▶ [STATED TASK 1] Quote the part of the passage on Indian legal education below that opens with the words "The crucial aspect" and closes with "of juris-generative collectivity.".

▶ [SOURCE EXCERPT]
┌────────

The "legacy" that I speak of, however, is one of curricular and pedagogic reforms, which they initiated and had mixed reception. Clearly the most lasting impact is visible, across generations, among the Central and State universities where the Departments of Law remained responsible for undergraduate teaching. These institutions were better poised than most law colleges across the country (with slender full-time staff, underdeveloped libraries and large enrolments) to seize the moment for ushering in some lasting changes. Clearly, in these latter institutions, conditions remained hostile to change. Even today, generations later, too many law schools in India have yet to move towards renovation of Indian legal education.

The crucial aspect of their collective legacy lay in the creation of cadres of competent and dedicated teachers, a vibrant research culture, and in the production of outstanding students who served not only the growing needs of sound legal education and research but also created a cadre of knowledge-based lawyers and public administrators. Many Indian appellate Justices owe their exalted positions, and proud performance, to the collective, and at times unremitting labours of these five men and their honoured colleagues. No tribute to Professor Tripathi would be complete outside this frame of juris-generative collectivity.

Prad (as he very unusually suffered me to call him!), I know, would not have wholly agreed with my privileged construction of this collectivity. He would have had no difficulty with the acknowledgement of his peers. But he would have articulated a sense of injustice. It was his view (which he in several personal conversations, at length, indicated to me) that the Delhi experiment was unique. To be sure, Delhi and Benaras (as well as Chandigarh, Aligarh, Jammu, Cochin, for example) showed the way, Delhi having a situational (cosmopolitan) advantage. But Prad displayed also a very strong sense of selfhood, which marks the ways of "leadership" in India, often manifested as narcissism, a love of the Self, that often overrides the Other. Duties toward a nascent historiography of Indian legal education, however, stand served a whole lot better through this form of contextuality.

II

I arrived at Delhi University far too late for a participant observer status in relation to the "modernization" programme. I had met Professor Tripathi during my first year and half stint at the Indian Law Institute (1967-68). When I invited him to my home in Sydney (1970, when he was visiting the Melbourne Law School), Prad was warm in his appreciation of my work (as well of Krishna Mohan Sharma, still teaching at the University of New South Wales.) He advised me to keep up my good work and urged me to return to India when a Chair became available. In his estimate, given my young age, this would happen 15-20 years later. That I would be invited within two years of his forecast did truly astonish both of us; but he was urbane and gracious in his reception of me (by this time he had already moved to the first ever full-time Member of the Indian Law Commission.) Our professional interaction was brief, however, since his return to the Law School coincided with my assumption of the office of Vice-Chancellor of South Gujarat University (1982-85). We did not relate institutionally since 1985, when I returned to Delhi, save when he returned to Delhi Law School from the Law Commission. He remained somewhat unhappy that I was not effective in restoring his old house in Cavalry Lane on the Delhi University campus. When he returned to Deanship for a brief while, he cautioned me, in a friendly way, against acceptance of assignment of Vice-Chancellorship of South Gujarat University, Surat.

└────────

▶ [STATED TASK 2] Print the part of the entries below that opens with the line containing "# Outline the region of every instance of the tree" and closes with the line containing "--target tree trunk", including both of those lines.

Some entries:
┌────────

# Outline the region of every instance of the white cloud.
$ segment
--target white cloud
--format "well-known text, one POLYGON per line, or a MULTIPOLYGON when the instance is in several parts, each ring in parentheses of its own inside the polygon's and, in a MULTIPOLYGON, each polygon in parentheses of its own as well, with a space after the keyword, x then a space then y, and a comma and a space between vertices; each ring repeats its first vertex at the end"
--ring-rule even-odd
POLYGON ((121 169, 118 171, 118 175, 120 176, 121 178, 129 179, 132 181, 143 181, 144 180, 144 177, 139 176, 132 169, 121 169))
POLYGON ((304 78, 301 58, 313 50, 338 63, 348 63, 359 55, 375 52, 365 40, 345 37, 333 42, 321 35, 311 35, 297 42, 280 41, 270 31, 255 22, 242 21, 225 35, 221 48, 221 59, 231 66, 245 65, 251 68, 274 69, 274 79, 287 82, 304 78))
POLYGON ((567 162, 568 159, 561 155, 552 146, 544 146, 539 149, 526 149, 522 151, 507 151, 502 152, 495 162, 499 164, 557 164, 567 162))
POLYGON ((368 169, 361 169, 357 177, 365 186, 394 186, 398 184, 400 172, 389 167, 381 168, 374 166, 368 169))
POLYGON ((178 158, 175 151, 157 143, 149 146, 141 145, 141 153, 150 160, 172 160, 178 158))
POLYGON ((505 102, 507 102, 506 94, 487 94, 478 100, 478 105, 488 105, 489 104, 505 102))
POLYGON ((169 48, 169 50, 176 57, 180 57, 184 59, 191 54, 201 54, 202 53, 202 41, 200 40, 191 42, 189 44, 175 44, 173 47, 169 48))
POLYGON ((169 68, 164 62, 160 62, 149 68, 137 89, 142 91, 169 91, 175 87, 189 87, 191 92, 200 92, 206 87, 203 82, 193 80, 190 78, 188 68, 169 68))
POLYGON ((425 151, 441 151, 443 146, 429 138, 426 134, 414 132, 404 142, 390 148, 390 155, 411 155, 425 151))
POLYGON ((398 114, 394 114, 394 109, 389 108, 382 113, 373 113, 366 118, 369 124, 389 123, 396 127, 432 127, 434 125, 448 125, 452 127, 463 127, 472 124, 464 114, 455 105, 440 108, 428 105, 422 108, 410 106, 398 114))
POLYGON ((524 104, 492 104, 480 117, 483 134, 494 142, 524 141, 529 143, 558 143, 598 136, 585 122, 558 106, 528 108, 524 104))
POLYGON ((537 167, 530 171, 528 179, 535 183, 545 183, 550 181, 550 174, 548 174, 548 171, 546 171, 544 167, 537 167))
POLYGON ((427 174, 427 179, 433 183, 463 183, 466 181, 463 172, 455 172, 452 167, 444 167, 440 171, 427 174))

└────────
┌────────

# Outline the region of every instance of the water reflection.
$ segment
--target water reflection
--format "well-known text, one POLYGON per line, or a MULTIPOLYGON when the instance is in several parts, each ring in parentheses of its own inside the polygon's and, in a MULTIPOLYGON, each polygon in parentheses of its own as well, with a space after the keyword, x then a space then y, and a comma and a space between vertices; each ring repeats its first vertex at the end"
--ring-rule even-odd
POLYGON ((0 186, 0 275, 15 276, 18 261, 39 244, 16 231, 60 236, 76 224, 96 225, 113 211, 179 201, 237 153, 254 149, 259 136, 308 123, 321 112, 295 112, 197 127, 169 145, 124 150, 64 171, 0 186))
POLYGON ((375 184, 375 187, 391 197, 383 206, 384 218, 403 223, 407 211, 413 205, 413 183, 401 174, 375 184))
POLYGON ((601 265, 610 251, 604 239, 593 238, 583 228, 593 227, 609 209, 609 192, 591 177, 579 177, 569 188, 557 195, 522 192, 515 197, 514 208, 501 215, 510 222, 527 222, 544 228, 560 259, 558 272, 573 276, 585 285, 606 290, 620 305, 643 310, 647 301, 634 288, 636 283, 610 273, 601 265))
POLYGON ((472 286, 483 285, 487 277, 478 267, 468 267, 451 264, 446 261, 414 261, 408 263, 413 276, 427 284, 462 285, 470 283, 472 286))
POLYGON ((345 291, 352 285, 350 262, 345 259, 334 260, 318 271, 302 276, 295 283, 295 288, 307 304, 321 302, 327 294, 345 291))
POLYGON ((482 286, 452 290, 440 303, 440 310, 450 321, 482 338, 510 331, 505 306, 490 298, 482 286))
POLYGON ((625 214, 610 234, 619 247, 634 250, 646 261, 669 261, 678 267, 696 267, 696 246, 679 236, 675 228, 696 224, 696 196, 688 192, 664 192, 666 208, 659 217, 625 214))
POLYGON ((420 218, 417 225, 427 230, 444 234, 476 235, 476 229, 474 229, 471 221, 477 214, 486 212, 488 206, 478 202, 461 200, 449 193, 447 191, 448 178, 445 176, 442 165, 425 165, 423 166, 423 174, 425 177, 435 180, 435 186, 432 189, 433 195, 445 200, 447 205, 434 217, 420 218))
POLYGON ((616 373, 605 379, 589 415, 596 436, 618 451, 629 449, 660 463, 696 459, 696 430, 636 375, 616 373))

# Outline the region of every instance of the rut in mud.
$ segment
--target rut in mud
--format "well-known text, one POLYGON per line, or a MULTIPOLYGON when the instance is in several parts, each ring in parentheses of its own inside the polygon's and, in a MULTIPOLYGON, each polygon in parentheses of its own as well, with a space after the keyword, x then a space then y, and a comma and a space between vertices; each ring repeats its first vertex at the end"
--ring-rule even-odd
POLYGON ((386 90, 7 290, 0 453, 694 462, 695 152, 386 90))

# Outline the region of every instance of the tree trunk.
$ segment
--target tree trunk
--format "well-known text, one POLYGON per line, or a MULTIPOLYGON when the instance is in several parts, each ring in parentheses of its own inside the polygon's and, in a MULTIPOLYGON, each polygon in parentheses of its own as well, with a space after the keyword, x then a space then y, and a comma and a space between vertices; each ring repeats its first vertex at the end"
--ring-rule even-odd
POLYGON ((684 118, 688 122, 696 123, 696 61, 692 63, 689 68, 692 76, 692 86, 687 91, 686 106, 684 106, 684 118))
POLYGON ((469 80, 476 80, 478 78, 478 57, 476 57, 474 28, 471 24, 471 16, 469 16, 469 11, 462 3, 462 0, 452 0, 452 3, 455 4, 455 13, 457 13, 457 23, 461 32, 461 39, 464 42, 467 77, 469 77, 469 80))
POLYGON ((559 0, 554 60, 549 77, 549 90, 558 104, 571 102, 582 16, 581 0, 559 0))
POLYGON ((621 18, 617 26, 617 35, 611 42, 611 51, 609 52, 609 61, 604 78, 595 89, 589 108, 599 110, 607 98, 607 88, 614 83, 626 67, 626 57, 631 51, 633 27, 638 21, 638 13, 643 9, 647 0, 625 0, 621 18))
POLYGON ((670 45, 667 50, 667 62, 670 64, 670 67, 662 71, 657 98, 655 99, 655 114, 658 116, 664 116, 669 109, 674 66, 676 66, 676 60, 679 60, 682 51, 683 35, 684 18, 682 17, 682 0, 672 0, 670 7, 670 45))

└────────

▶ [WORKED SOLUTION 1]
The crucial aspect of their collective legacy lay in the creation of cadres of competent and dedicated teachers, a vibrant research culture, and in the production of outstanding students who served not only the growing needs of sound legal education and research but also created a cadre of knowledge-based lawyers and public administrators. Many Indian appellate Justices owe their exalted positions, and proud performance, to the collective, and at times unremitting labours of these five men and their honoured colleagues. No tribute to Professor Tripathi would be complete outside this frame of juris-generative collectivity.

▶ [WORKED SOLUTION 2]
# Outline the region of every instance of the tree trunk.
$ segment
--target tree trunk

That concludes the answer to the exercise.